Start of PAGE EXTRACT
Before I move on to the valid points Tarico makes, let me point out some of the logical problems with her arguments.

First, she presumes that the religious beliefs of Christians should have no bearing whatsoever in American politics. She implies that George W. Bush’s beliefs should have been left outside the White House gates, and that the Religious Right and Catholics have no business bringing their beliefs into the realm of politics. Yet, at the same time, she argues that her religious view – that God does not exist – should be the foundation of the American political mindset. What Tarico and others like her are arguing for is not the removal of religion, but the establishment of Secular Humanism as the state religion.

Besides the liberal use of question-begging epithets (ugly Bible verses, fundamentalism) and fear mongering (holy war), the other glaringly illogical line of reasoning is in the statement, “…and I thought, oh my God, the beliefs I was raised on are killing people.” First, it’s ironic that she thought, “…oh my God…,” since she says she doesn’t believe in God. Perhaps she was just trying to be funny. Or perhaps it is an indication that, subconsciously, she knows that God does exist, although she fights to suppress that truth. More important that the slip in theology is the irrationality of claiming that the reason we went to war in Iraq was because Bush thought God told him to. First, the fact that Bush prayed about it before making a decision does not mean evangelical Christianity was the cause of the war. And second, if one compares the number of deaths caused in the name of “christianity” versus those committed by atheistic or secular humanistic regimes, there is no comparison – hands down, atheism and secularism have taken far more lives in war than “christianity.” The evangelical Christian beliefs Tarico was raised on are not what caused the wars in Iraq and Iran; sin is what causes wars. If people all became Christians, and actually followed Biblical teaching, there would be no wars.
End of PAGE EXTRACT
*AIM OF THE EXERCISE*
Output, word for word, the portion of the passage on Tarico's arguments that begins with the words containing "First, she presumes" and ends with "the state religion.". Draw solely on the passage above.
Start of DATA
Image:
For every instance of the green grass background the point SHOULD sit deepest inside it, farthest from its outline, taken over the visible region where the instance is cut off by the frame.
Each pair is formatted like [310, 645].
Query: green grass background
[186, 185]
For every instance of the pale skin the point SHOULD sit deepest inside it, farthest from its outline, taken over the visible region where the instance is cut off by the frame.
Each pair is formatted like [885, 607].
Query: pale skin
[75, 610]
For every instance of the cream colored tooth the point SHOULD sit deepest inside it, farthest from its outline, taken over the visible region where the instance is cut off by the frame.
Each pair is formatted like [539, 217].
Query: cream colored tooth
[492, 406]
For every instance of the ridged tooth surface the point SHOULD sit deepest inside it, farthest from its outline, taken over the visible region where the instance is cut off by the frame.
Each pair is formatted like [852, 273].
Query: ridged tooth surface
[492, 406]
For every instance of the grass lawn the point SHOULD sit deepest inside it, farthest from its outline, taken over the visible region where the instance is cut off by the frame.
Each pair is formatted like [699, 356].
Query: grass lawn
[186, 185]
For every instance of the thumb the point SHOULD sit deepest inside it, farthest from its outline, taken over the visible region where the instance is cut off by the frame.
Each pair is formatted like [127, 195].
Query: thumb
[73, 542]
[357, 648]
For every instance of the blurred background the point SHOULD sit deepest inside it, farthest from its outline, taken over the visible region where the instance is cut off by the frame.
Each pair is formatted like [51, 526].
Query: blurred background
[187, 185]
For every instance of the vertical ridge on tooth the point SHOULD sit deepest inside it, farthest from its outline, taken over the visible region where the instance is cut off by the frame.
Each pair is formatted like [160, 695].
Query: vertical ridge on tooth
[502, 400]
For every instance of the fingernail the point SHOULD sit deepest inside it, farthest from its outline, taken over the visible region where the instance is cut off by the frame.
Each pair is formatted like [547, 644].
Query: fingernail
End of DATA
Start of DATA
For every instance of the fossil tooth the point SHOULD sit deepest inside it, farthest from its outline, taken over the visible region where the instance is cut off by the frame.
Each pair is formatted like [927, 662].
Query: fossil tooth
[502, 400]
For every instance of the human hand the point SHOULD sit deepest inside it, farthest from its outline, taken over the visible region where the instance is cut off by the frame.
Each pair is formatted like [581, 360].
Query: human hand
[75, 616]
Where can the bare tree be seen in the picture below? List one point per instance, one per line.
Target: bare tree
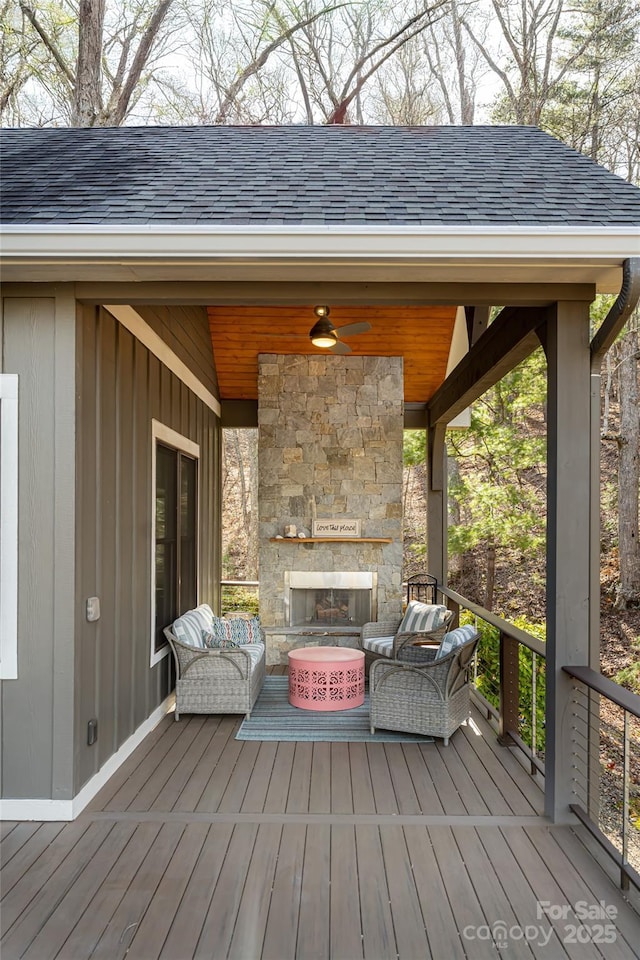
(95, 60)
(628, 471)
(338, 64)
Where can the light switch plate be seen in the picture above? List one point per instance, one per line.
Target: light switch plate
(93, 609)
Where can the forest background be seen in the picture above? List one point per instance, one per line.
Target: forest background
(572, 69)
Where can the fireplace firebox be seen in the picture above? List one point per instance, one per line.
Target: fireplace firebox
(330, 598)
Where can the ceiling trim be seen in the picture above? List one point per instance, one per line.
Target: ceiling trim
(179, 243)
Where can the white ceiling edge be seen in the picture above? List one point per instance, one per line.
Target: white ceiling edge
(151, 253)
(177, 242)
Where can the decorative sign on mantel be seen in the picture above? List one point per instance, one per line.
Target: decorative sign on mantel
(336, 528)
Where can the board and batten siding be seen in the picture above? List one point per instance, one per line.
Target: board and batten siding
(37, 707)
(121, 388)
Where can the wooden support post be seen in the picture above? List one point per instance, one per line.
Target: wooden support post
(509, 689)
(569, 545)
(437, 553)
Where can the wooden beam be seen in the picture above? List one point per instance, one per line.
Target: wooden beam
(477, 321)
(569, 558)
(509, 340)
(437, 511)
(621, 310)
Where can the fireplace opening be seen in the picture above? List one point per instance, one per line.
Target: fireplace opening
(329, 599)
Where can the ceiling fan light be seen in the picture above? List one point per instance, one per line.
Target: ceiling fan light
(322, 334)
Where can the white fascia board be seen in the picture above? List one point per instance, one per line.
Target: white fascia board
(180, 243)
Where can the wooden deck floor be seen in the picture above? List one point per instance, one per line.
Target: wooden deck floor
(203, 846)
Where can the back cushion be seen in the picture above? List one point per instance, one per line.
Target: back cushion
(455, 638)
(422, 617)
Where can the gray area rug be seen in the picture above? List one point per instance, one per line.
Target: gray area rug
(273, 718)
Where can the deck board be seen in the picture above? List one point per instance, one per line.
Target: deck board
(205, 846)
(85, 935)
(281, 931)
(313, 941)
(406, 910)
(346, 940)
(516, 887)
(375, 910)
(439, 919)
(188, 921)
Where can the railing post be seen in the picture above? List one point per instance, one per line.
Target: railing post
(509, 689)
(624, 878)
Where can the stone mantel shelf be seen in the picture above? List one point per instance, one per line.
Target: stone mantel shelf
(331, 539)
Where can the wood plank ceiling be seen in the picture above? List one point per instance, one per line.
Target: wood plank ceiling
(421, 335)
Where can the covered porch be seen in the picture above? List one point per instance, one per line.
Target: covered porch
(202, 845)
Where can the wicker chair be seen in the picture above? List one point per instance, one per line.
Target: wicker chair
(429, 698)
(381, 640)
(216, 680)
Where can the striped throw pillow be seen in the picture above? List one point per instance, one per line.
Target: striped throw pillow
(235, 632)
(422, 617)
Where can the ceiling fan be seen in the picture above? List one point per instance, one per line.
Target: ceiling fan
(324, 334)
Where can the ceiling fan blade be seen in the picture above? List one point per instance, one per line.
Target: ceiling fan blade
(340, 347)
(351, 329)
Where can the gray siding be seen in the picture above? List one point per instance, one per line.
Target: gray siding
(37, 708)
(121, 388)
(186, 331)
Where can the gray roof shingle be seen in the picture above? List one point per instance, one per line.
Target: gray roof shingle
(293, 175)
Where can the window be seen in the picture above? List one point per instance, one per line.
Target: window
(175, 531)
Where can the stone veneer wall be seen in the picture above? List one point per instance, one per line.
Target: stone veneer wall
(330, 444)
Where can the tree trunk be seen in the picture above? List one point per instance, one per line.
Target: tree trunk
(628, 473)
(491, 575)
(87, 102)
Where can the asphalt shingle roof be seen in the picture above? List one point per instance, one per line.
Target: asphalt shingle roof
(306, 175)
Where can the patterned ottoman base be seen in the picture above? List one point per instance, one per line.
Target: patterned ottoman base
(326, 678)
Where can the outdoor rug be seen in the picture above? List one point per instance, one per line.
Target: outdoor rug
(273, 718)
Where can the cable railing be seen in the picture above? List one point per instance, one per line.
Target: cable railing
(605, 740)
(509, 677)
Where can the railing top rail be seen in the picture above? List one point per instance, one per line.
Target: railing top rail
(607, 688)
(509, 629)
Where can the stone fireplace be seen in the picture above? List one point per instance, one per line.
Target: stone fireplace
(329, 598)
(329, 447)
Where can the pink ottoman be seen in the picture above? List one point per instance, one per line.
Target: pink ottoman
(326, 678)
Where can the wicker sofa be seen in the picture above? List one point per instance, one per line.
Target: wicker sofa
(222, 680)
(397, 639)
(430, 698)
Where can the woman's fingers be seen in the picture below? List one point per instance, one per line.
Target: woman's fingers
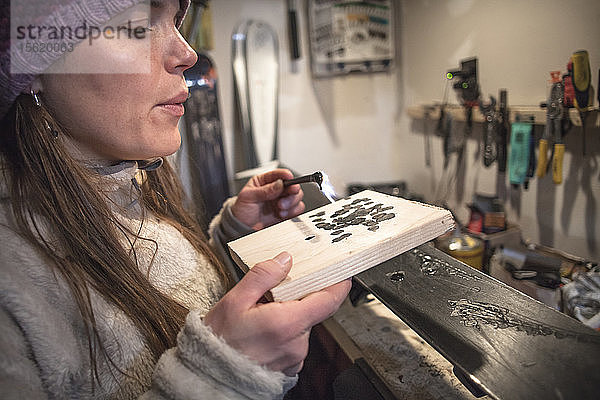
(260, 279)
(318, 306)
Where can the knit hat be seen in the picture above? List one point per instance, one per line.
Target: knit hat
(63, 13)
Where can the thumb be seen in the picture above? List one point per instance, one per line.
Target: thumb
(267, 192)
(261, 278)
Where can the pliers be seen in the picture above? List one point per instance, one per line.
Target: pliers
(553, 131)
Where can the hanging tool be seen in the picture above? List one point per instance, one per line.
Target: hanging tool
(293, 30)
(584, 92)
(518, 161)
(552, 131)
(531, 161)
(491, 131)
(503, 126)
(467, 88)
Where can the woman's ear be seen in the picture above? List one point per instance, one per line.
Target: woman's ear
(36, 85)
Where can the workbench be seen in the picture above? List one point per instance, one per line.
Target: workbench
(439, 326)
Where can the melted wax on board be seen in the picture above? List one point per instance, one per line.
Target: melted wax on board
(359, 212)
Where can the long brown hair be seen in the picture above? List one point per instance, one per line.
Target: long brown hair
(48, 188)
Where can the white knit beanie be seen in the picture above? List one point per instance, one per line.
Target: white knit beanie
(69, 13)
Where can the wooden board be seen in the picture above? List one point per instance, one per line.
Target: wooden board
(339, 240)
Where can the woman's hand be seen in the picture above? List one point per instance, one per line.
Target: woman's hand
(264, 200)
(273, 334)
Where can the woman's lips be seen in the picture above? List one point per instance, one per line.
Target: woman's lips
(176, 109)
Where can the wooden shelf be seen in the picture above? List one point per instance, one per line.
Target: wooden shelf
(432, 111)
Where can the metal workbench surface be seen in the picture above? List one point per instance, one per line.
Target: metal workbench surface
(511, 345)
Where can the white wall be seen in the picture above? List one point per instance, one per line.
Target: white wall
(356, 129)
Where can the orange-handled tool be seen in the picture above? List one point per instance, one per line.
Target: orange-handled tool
End of DATA
Start of DATA
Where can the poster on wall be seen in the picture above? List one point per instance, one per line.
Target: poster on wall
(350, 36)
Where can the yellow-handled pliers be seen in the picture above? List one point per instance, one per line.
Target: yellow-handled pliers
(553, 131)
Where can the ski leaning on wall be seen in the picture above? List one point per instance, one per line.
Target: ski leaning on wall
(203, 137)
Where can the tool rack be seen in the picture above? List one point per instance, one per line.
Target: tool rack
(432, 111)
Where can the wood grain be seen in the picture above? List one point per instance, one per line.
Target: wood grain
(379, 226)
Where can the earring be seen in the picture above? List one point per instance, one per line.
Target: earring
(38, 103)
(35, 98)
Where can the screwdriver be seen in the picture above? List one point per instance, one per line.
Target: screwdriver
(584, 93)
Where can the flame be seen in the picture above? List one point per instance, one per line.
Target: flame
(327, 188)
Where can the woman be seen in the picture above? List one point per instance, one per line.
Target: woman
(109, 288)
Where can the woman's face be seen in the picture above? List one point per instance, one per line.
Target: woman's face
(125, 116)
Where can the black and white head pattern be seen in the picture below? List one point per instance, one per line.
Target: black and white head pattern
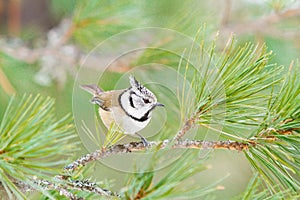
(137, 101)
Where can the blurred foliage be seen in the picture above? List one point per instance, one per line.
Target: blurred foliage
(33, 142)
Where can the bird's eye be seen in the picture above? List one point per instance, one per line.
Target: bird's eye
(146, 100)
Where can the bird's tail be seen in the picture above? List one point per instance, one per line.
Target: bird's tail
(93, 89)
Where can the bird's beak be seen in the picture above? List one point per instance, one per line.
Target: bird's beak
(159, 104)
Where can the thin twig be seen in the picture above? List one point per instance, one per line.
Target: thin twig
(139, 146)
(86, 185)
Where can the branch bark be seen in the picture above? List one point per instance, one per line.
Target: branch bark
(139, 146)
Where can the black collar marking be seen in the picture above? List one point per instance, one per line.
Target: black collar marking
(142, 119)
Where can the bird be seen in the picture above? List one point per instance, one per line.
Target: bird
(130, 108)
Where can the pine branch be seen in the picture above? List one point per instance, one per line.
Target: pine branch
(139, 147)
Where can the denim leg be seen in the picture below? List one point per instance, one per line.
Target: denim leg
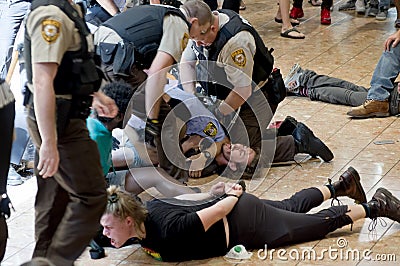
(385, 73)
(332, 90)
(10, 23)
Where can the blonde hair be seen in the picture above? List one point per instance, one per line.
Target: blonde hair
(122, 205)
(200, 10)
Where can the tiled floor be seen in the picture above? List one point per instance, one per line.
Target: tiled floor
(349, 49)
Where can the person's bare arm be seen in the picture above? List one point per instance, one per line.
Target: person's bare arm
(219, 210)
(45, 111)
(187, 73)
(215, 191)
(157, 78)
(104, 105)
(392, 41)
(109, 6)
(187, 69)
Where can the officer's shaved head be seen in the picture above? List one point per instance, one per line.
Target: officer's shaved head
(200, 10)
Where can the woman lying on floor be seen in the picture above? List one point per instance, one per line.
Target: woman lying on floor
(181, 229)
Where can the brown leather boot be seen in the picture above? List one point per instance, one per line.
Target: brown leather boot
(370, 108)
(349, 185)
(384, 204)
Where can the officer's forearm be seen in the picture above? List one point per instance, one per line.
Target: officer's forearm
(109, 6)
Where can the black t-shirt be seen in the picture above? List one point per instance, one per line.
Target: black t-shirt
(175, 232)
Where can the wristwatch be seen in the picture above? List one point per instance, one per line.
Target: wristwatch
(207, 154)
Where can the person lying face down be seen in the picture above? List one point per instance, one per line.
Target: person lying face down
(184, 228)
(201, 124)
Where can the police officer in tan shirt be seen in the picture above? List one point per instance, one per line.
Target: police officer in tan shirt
End of DATA
*SOLUTION TO THE PROBLEM*
First, she presumes that the religious beliefs of Christians should have no bearing whatsoever in American politics. She implies that George W. Bush’s beliefs should have been left outside the White House gates, and that the Religious Right and Catholics have no business bringing their beliefs into the realm of politics. Yet, at the same time, she argues that her religious view – that God does not exist – should be the foundation of the American political mindset. What Tarico and others like her are arguing for is not the removal of religion, but the establishment of Secular Humanism as the state religion.